- [TEXTO EXIBIDO]
Chegada a pandemia, acho que todos concordamos: ficar trancado em casa o dia todo é difícil. Mas já parou para pensar que essa provavelmente foi a vida toda das nossas mães e avós? Da casa pro mercado, do mercado pra casa e só. Pelo menos daquelas que “escolheram” ser do lar (entre aspas, porque raramente é uma escolha tanto o trabalhar fora, quanto o não trabalhar fora de casa). Mesmo as mães que retomaram em algum momento a carreira, tiveram a sua quarentena, pelo menos nos primeiros meses da maternidade. E a sensação é bem essa que estamos vivendo agora: angústia, incertezas, medo do que possa acontecer com quem amamos, saudades da vida de antes, solidão e uma neura quase irracional com mãos limpas e objetos desinfetados. Tudo isso somado a uma privação de sono enlouquecedora (nada dura mais que uma madrugada em claro tentando ninar um recém-nascido pela oitava vez enquanto o resto do mundo dorme sonhos de algodão-doce) e uma coleção de palpiteiros de plantão fazendo você se sentir equivocada em cada escolha.

Daí você até tenta sair pra respirar, mas é gente olhando torto porque o bebê (pasmem) chora, é olhar de reprovação porque o bebê (de novo, pasmem) mama – e às vezes eles fazem isso em peitos DES-NU-DOS, meu Deus! São estabelecimentos sem um mínimo de estrutura para atender necessidades básicas de um bebê, música alta, ar gelado, zero trocadores. São pessoas que passam trombando na moleira aberta da criança, desconhecidos que chegam apertando as bochechas com mãos cheias de germes, gente que não dá lugar no ônibus pra mãe com bebê no colo. Amigos que só convidam pra baladas impraticáveis e nunca estão livres pra um rolê kids-friendly à tarde. Parente que passa por cima de nós e nos desautoriza com a criança, oferece pirulito e refrigerante pro neném que ainda tá em amamentação exclusiva porque, tadinho, tá com vontade. É tanta coisa gritando SAI DAQUI que a gente desiste de ser um híbrido de Buda com MacGyver e assume que o nosso lugar é em casa mesmo. Chamamos isso de solidão materna.

Mas ninguém fala muito disso em voz alta, porque maternidade é uma benção, né. Olha esse neném que saudável, a maior alegria da vida, amor incondicional, é até pecado reclamar. Engole o choro.

[Dados de apontamento de regiões]
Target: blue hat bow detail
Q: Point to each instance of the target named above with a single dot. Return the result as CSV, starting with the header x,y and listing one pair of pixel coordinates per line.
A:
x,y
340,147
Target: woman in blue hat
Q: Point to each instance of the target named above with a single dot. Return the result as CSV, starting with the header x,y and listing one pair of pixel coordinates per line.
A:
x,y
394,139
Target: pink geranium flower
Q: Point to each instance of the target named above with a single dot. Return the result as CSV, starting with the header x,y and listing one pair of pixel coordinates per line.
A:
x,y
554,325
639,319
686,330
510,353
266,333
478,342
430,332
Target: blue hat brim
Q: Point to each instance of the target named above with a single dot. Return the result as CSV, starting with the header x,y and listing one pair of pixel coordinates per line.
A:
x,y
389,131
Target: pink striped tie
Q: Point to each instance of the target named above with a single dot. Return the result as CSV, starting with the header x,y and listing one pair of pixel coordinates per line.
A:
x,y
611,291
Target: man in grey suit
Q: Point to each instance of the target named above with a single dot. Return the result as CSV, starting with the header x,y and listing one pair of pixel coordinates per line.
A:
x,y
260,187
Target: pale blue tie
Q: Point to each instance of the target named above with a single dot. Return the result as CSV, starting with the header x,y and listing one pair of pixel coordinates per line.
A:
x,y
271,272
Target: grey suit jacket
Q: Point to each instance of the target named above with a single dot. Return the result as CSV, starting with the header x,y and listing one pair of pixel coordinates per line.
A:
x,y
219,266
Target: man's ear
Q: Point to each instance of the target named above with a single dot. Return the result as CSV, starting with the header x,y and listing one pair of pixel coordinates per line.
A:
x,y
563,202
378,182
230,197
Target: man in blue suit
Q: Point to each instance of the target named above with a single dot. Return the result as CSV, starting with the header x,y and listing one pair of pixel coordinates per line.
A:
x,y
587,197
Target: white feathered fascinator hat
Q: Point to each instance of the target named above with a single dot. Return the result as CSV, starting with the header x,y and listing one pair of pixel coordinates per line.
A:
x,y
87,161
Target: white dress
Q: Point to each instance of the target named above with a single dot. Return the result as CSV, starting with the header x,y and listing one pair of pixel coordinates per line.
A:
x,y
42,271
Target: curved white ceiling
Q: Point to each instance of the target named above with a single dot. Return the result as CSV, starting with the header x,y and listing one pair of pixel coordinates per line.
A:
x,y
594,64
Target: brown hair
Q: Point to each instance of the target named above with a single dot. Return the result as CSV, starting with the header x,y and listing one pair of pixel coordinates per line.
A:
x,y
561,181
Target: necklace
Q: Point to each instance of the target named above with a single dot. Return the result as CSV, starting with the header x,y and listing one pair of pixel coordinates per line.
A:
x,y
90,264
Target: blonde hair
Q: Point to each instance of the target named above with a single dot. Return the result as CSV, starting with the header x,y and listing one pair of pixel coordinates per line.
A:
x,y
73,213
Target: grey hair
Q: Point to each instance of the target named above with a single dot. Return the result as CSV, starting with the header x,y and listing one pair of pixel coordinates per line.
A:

- [QUESTÃO 1]
Diga se cada afirmação abaixo está de acordo com o texto sobre solidão materna e responda sim ou não, com a citação literal das palavras do texto que decidem. (a) O texto afirma que raramente se escolhe de fato entre trabalhar fora e não trabalhar fora de casa. (b) Segundo o texto, os estabelecimentos costumam ter trocadores. (c) O texto diz que as mães que retomaram a carreira não passaram por quarentena alguma.
- [QUESTÃO 2]
No texto sobre solidão materna, o que o parente oferece ao neném que ainda está em amamentação exclusiva?
- [QUESTÃO 3]
Reproduza o trecho do texto sobre solidão materna que se inicia nas palavras "Mas ninguém fala" e vai até "Engole o choro.".

- [RESPOSTA 1]
(a) Sim: "raramente é uma escolha tanto o trabalhar fora, quanto o não trabalhar fora de casa".
(b) Não: "zero trocadores".
(c) Não: "Mesmo as mães que retomaram em algum momento a carreira, tiveram a sua quarentena".

- [RESPOSTA 2]
Pirulito e refrigerante.

- [RESPOSTA 3]
Mas ninguém fala muito disso em voz alta, porque maternidade é uma benção, né. Olha esse neném que saudável, a maior alegria da vida, amor incondicional, é até pecado reclamar. Engole o choro.